#### What you will do
Repeat the records exactly, so that each line matches the original.

====

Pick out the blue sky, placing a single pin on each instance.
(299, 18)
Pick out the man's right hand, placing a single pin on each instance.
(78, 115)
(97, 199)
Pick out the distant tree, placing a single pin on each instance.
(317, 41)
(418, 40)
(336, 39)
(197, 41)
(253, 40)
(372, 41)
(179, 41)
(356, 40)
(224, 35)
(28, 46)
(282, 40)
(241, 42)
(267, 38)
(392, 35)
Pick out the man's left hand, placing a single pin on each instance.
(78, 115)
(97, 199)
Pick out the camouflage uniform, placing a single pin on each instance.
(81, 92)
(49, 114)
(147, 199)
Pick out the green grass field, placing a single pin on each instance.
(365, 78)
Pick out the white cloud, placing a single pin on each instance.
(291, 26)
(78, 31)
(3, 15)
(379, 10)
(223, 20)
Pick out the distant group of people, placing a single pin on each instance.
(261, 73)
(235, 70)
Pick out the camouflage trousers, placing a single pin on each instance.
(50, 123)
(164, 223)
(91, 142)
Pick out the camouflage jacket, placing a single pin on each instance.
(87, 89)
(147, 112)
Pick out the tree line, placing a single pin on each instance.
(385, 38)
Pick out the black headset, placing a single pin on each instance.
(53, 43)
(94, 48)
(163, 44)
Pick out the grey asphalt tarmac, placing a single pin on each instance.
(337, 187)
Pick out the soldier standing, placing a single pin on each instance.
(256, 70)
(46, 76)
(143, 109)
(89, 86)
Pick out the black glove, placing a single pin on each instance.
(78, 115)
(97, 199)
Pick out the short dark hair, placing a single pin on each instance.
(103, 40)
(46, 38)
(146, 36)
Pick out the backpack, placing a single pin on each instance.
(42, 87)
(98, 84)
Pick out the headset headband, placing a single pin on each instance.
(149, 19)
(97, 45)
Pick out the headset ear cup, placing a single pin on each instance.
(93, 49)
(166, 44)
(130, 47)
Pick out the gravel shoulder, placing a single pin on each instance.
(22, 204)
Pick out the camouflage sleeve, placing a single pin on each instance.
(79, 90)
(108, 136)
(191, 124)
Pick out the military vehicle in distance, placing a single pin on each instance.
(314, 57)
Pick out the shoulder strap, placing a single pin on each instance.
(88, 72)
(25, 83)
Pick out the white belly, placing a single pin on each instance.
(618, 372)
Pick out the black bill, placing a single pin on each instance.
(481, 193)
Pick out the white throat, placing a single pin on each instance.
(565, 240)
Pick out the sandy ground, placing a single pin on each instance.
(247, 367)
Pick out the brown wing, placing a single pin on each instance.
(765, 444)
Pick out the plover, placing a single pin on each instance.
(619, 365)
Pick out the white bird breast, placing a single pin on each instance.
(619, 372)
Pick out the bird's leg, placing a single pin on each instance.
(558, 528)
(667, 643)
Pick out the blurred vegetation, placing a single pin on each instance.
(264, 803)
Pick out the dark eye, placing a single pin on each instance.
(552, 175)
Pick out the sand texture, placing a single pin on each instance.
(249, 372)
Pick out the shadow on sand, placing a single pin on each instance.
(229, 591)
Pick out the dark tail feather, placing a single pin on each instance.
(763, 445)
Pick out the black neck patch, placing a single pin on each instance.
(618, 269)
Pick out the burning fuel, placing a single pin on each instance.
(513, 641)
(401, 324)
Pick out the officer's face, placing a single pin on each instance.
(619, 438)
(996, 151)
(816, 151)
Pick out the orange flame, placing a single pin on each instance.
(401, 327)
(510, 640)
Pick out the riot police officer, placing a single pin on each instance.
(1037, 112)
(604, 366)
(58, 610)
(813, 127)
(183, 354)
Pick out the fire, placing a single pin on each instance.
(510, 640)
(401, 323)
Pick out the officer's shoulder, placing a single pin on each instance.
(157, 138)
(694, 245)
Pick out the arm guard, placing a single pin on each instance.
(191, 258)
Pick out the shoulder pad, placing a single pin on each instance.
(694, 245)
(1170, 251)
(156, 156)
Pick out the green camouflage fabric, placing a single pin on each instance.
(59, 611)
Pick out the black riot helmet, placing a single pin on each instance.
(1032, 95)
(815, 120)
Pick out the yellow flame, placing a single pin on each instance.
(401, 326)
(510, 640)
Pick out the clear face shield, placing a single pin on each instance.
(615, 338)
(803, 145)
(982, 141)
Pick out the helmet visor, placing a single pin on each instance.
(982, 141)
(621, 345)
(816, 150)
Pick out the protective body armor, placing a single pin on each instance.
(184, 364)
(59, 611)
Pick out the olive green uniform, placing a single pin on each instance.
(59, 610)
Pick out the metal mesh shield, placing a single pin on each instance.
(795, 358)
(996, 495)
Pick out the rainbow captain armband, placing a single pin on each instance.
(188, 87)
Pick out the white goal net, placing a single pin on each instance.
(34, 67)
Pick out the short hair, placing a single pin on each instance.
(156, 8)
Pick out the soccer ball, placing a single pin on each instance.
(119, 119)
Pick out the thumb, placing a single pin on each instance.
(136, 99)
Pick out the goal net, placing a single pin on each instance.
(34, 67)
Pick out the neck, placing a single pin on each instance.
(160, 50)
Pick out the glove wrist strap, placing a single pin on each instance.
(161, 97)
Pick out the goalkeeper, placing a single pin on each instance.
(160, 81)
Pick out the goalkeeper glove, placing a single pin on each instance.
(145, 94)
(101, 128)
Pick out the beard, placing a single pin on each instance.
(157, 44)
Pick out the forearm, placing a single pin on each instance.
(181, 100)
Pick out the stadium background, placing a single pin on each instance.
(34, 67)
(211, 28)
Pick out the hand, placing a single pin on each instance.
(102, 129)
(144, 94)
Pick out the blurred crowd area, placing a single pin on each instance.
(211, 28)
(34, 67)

====

#### Output below
Pick out the blue sky, placing a single pin on each instance.
(299, 18)
Pick out the man's right hand, placing a single pin on each instance.
(78, 115)
(97, 199)
Pick out the distant tree, placing a single pin on each instance.
(317, 41)
(418, 40)
(336, 39)
(197, 41)
(253, 40)
(372, 41)
(179, 41)
(356, 40)
(224, 35)
(28, 46)
(282, 40)
(241, 42)
(267, 38)
(392, 35)
Pick out the man's left hand, placing a single pin on each instance.
(78, 115)
(97, 199)
Pick out the camouflage uniform, placing a single pin on each instance.
(81, 92)
(49, 114)
(147, 199)
Pick out the green grass field, placing a single pin on each instance.
(365, 78)
Pick out the white cloud, placing a single pin on each instance.
(291, 26)
(78, 31)
(3, 15)
(379, 10)
(223, 20)
Pick out the distant group of people, placing a single pin on each instance.
(261, 73)
(235, 70)
Pick out the camouflage trousers, placing a single pin on each instance.
(50, 123)
(164, 223)
(91, 142)
Pick out the camouflage jacket, placing a single pin on each instance.
(87, 89)
(147, 112)
Pick out the tree line, placing a single pin on each instance.
(385, 38)
Pick out the black headset, placing a single pin on each instance.
(53, 43)
(94, 48)
(163, 44)
Pick out the grey asphalt tarmac, placing a single pin on each instance.
(337, 187)
Pick out the soldier standing, placing a single pin on each instance.
(256, 70)
(46, 76)
(143, 109)
(89, 86)
Pick out the black glove, placing a single pin on each instance.
(78, 115)
(97, 199)
Pick out the short dark hair, placing a single pin on each instance.
(103, 40)
(46, 38)
(146, 36)
Pick out the backpack, placing a single pin on each instance.
(42, 87)
(98, 84)
Pick out the headset headband, placing a single pin on each instance.
(149, 19)
(97, 45)
Pick out the headset ear cup, placing a single pin on each instance.
(93, 49)
(166, 44)
(130, 47)
Pick out the gravel shoulder, placing a single pin on each instance.
(22, 204)
Pick out the camouflage sleeve, placing a single pin on each instance.
(79, 90)
(108, 136)
(191, 124)
Pick out the military vehicle in distance, placing a single pin on each instance.
(314, 57)
Pick out the shoulder strap, placing a single pin on each instance.
(88, 72)
(25, 83)
Pick out the white belly, placing a single pin on each instance.
(618, 372)
Pick out the black bill, placing a single pin on each instance.
(481, 193)
Pick out the white throat, placing a single pin on each instance.
(565, 240)
Pick out the sandy ground, placing a single pin on each instance.
(247, 367)
Pick out the brown wing, placing a single pin on each instance.
(765, 444)
Pick out the plover, placing a single pin on each instance.
(619, 365)
Pick out the white bird breast, placing a single pin on each instance.
(619, 372)
Pick out the bird's leg, placing a single pin on each instance.
(558, 528)
(667, 643)
Pick out the blurred vegetation, placing a single pin on each instance.
(264, 803)
Pick out the dark eye, placing a single pin on each instance.
(552, 175)
Pick out the sand texture, placing a single pin on each instance.
(249, 372)
Pick out the shadow on sand, placing a single pin on each instance.
(229, 591)
Pick out the dark tail feather, placing a single pin on each instance.
(763, 445)
Pick out the black neck patch, placing a single pin on each instance.
(618, 269)
Pick out the burning fuel, placing a single pin on each instance.
(513, 641)
(401, 324)
Pick out the officer's face, placing a single pin on each instance.
(619, 438)
(996, 151)
(816, 151)
Pick out the orange flame, placing a single pin on each instance.
(401, 327)
(510, 640)
Pick out the riot police officer, placing a single pin on each instance.
(1037, 112)
(604, 366)
(58, 610)
(813, 127)
(183, 354)
Pick out the fire, placing a single pin on each instance.
(510, 640)
(401, 323)
Pick out the officer's shoulder, placing a single pin on each instance.
(157, 138)
(694, 245)
Pick out the arm guard, placing a single pin on each instance.
(191, 258)
Pick out the shoulder pad, placing a single pin on each instance.
(694, 245)
(1170, 251)
(156, 156)
Pick out the green camouflage fabric, placing a single pin on each instance.
(59, 611)
Pick out the black riot helmet, placing a single pin on each instance.
(1032, 95)
(815, 120)
Pick out the yellow flame, placing a single pin on each instance.
(401, 326)
(510, 640)
Pick out the clear face shield, placing a single pin on each instance.
(615, 338)
(803, 145)
(982, 141)
Pick out the helmet visor, placing a single pin on each instance.
(982, 141)
(621, 345)
(816, 150)
Pick out the protective body armor, placing a single pin on each instance.
(184, 364)
(59, 611)
Pick out the olive green uniform, placing a single pin on each instance.
(59, 610)
Pick out the metal mesh shield, placing a single pin on each instance.
(795, 358)
(996, 495)
Pick out the rainbow captain armband, placing a single pin on each instance.
(188, 87)
Pick out the white goal net, placing a single pin on each instance.
(34, 67)
Pick out the short hair, placing a single pin on each instance.
(156, 8)
Pick out the soccer ball, placing a single pin on each instance.
(119, 119)
Pick out the thumb, placing a single pin on each instance.
(136, 99)
Pick out the goal net, placing a single pin on each instance.
(34, 67)
Pick out the neck, placing a single pin on each instance.
(160, 50)
Pick out the glove wrist strap, placing a single pin on each instance.
(161, 97)
Pick out the goalkeeper, placing a single pin on each instance.
(160, 81)
Pick out the goalkeeper glove, placing a single pin on each instance.
(145, 94)
(101, 128)
Pick out the beard, placing a single pin on each instance.
(157, 44)
Pick out the forearm, placing a single pin on each instance.
(181, 100)
Pick out the stadium background, placing a single pin on each instance.
(34, 67)
(211, 28)
Pick out the hand, placing a single pin on each instance.
(102, 129)
(144, 94)
Pick out the blurred crowd area, placing a single pin on each instance.
(211, 28)
(34, 67)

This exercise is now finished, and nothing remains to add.